Start of Block
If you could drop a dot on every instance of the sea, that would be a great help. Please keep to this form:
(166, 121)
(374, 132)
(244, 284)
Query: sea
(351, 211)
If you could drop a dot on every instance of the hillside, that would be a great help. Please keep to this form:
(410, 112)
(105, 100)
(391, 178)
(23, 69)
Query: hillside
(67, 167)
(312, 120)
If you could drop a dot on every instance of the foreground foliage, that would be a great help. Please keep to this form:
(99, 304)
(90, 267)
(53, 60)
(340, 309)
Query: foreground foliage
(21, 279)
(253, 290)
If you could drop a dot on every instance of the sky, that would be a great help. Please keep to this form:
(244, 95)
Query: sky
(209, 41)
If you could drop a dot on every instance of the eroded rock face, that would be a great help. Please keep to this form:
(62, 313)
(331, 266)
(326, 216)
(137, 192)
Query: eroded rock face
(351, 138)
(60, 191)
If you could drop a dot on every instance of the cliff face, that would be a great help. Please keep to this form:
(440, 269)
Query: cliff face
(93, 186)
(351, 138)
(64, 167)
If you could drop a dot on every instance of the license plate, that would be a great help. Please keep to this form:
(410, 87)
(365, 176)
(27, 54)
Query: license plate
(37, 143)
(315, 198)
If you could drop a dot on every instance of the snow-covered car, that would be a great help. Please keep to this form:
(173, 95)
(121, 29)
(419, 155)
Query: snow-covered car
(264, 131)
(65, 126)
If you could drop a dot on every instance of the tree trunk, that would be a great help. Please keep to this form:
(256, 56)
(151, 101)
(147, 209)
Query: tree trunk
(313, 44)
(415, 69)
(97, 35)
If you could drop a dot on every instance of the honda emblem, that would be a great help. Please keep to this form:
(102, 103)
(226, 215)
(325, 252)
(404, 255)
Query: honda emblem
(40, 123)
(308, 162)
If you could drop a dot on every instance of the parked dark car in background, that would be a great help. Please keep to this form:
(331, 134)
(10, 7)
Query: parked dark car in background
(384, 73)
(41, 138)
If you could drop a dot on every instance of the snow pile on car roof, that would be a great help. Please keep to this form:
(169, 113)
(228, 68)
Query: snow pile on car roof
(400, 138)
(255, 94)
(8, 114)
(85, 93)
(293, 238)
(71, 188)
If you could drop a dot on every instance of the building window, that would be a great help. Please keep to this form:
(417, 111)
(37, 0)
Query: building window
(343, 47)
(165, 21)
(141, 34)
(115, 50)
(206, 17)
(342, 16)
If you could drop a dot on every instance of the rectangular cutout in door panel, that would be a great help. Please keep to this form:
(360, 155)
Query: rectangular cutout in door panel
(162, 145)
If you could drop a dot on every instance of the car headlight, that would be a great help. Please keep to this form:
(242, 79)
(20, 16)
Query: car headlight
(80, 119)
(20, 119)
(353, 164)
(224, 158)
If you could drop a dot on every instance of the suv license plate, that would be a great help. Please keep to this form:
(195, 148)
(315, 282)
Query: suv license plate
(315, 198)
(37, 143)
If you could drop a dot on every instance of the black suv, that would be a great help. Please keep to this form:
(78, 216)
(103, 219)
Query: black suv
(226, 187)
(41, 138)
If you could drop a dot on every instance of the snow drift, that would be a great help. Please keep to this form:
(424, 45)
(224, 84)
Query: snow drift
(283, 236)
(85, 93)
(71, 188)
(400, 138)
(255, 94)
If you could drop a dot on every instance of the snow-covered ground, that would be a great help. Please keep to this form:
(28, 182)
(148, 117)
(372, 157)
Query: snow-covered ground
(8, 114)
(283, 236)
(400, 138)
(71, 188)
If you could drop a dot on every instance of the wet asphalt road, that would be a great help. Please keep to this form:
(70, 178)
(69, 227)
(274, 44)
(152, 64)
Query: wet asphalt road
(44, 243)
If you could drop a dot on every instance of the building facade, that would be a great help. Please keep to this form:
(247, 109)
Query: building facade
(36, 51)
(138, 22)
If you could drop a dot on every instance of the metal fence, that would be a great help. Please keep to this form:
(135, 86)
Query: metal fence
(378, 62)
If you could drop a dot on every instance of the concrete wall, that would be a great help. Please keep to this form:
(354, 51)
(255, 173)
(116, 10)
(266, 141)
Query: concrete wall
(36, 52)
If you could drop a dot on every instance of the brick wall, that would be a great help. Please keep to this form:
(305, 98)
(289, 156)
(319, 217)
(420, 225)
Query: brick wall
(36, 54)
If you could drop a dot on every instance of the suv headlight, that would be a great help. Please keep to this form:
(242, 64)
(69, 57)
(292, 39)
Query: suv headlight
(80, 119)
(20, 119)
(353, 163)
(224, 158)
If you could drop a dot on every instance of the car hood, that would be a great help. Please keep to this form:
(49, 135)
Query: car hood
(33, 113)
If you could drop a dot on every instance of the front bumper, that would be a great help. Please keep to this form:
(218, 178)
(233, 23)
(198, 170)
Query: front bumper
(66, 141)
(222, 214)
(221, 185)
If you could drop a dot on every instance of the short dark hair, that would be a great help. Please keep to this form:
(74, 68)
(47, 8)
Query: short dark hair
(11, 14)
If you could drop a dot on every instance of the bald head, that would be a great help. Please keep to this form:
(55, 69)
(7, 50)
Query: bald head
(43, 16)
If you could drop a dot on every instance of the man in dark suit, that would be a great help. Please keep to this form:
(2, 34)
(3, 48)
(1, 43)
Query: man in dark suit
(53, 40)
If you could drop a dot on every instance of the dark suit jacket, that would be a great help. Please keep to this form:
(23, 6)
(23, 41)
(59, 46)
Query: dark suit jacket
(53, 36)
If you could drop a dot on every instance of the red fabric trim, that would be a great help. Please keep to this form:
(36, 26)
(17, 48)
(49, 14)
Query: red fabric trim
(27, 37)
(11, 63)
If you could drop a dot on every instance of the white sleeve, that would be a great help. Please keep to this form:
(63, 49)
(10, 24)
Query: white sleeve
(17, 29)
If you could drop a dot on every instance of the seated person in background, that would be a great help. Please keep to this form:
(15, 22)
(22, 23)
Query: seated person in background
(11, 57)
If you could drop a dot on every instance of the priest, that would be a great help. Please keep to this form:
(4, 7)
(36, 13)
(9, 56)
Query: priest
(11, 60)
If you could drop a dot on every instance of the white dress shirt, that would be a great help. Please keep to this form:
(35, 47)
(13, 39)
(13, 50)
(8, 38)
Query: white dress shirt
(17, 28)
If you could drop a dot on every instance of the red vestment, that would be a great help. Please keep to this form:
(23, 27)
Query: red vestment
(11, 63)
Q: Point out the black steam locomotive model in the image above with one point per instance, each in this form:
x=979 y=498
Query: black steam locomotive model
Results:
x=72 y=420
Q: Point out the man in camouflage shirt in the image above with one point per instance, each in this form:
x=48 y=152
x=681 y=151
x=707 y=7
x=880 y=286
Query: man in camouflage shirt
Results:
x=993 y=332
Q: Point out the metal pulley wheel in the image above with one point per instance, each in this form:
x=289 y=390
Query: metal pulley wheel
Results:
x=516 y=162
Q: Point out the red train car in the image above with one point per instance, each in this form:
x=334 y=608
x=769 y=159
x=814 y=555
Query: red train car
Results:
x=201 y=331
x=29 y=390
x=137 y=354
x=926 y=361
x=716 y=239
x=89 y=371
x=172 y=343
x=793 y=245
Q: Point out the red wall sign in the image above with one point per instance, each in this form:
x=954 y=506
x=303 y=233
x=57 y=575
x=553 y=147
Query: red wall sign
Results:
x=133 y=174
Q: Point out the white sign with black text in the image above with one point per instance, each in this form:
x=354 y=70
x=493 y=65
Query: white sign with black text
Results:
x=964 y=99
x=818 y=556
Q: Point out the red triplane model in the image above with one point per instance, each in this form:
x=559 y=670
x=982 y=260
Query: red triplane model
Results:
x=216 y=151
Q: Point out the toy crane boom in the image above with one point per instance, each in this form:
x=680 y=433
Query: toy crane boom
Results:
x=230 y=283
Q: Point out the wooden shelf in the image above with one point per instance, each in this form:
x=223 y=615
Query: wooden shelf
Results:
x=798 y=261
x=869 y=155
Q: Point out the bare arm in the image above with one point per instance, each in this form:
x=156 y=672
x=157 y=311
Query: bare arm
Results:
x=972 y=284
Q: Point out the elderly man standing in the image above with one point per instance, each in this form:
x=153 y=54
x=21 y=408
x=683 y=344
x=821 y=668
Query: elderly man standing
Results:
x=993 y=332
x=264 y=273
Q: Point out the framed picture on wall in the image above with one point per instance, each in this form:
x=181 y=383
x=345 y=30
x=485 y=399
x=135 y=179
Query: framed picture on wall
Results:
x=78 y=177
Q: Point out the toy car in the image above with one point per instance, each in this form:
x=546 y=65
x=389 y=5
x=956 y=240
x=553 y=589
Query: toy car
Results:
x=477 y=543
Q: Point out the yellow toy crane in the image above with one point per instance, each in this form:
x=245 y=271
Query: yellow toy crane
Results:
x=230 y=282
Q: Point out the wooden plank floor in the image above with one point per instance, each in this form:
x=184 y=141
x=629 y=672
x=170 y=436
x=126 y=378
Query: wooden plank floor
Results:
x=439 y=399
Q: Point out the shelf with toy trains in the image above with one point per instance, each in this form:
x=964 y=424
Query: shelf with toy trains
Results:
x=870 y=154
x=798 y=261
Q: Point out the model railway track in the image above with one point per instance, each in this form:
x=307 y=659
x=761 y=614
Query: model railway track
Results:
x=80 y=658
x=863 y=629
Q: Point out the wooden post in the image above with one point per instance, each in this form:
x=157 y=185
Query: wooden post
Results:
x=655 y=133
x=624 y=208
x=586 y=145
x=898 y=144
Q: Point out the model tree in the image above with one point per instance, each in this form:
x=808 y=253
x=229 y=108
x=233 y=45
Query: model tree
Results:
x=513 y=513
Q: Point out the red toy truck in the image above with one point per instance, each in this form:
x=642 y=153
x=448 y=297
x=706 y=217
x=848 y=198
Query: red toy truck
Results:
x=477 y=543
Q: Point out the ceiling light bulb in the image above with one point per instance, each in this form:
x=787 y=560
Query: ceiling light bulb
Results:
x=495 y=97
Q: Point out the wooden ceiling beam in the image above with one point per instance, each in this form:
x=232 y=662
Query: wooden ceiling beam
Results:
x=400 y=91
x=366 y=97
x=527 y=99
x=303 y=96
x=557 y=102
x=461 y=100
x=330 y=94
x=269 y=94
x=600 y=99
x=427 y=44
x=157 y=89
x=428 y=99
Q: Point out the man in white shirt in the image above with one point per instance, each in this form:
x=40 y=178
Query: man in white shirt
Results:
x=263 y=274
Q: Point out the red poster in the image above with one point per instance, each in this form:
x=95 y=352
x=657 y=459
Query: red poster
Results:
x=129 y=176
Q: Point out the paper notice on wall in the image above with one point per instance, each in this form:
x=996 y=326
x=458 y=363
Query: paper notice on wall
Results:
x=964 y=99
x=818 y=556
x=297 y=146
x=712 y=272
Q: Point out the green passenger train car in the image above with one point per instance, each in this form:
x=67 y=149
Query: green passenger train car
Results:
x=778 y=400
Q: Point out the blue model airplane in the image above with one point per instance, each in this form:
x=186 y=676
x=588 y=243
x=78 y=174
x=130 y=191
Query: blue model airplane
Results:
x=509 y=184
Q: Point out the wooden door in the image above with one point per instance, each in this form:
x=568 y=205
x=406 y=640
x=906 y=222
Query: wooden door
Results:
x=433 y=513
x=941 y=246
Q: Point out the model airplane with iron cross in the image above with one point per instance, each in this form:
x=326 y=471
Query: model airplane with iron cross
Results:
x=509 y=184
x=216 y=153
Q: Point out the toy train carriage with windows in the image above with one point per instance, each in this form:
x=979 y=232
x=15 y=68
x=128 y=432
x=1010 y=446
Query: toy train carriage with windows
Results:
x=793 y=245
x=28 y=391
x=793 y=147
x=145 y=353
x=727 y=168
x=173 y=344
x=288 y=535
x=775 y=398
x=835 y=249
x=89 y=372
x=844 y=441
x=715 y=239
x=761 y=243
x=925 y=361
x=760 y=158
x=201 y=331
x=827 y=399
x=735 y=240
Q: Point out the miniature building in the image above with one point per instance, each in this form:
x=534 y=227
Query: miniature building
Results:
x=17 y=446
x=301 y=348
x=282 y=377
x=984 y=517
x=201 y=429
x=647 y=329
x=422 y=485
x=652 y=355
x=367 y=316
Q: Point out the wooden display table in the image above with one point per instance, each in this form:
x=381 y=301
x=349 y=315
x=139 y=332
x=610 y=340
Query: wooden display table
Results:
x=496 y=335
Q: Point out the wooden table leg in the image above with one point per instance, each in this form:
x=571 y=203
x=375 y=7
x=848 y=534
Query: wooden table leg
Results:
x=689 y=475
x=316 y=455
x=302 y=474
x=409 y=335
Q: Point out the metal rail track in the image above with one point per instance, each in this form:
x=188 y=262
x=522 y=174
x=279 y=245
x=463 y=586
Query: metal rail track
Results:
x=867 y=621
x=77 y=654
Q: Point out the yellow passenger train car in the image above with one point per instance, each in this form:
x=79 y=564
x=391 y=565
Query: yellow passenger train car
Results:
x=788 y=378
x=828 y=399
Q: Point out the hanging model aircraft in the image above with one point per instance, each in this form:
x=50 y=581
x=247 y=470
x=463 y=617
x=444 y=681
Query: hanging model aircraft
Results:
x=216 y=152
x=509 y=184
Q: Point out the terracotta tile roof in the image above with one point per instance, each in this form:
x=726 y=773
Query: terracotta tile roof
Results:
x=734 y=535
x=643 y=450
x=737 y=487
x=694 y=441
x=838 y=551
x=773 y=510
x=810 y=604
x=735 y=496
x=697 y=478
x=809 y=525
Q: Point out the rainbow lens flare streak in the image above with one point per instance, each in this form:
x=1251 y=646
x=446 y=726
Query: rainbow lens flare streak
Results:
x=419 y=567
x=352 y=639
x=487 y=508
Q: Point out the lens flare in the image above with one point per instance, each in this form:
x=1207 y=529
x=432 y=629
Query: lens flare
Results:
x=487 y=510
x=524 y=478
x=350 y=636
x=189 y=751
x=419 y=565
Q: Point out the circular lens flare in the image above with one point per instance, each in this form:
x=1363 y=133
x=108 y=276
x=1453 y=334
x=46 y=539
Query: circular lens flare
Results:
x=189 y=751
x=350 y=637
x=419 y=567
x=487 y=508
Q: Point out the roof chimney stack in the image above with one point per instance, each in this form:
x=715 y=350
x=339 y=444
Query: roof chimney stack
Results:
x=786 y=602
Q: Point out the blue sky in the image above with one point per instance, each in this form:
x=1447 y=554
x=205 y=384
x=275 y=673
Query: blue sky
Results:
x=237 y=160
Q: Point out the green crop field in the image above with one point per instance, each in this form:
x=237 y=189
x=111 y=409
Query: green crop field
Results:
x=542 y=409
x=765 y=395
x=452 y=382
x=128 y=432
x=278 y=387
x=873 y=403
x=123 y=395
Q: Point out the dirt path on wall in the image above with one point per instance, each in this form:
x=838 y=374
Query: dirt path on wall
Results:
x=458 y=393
End of Block
- _WORK TO COMPLETE_
In the data above, find each line that has the word "wheel" and copy it out.

- _TASK ANSWER_
Q: Point out the metal pulley wheel in the image above with one point per instance, each in this form:
Query: metal pulley wheel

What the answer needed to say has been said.